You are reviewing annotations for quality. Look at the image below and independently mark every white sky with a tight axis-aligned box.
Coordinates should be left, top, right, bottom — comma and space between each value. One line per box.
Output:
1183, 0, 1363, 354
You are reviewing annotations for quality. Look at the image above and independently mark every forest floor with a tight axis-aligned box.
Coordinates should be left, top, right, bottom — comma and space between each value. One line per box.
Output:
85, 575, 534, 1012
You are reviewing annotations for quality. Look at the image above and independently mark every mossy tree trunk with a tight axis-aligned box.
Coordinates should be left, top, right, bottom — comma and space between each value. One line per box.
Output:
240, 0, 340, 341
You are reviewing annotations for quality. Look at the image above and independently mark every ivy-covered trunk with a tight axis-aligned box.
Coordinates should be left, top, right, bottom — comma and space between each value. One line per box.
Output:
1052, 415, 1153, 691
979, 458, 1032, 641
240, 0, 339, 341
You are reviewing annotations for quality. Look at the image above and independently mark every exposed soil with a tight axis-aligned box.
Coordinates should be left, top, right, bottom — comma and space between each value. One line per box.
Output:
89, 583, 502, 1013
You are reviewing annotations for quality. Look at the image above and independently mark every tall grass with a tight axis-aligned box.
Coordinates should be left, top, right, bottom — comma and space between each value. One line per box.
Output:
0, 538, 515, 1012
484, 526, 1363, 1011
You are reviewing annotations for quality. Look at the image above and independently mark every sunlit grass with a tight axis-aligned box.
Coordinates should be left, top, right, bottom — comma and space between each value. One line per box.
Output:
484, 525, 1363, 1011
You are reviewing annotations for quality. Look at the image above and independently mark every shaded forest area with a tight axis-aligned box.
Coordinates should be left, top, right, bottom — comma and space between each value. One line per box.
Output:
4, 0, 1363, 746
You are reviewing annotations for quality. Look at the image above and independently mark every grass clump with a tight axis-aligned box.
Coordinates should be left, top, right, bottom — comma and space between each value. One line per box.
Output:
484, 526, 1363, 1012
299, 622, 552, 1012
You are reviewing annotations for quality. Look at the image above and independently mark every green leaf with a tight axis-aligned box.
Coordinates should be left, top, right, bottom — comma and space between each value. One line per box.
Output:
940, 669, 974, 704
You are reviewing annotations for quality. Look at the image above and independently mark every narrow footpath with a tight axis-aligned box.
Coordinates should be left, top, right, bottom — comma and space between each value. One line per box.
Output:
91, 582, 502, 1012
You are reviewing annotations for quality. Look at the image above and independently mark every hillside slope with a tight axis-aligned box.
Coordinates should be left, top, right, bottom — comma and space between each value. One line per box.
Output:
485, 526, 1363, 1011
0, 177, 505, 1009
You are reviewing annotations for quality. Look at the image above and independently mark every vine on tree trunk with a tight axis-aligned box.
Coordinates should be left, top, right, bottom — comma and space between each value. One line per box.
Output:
··········
Which lines of the material above hold the string "tree"? Pull them out.

### Solution to this exercise
You are reviewing annotations for quality. Look at the image above and independently mark every mossy tree trunk with a tight axis-aligned box.
You are reviewing annotations for quality. Look at the image above and independently mark every vine on tree trunk with a tight axis-aligned box.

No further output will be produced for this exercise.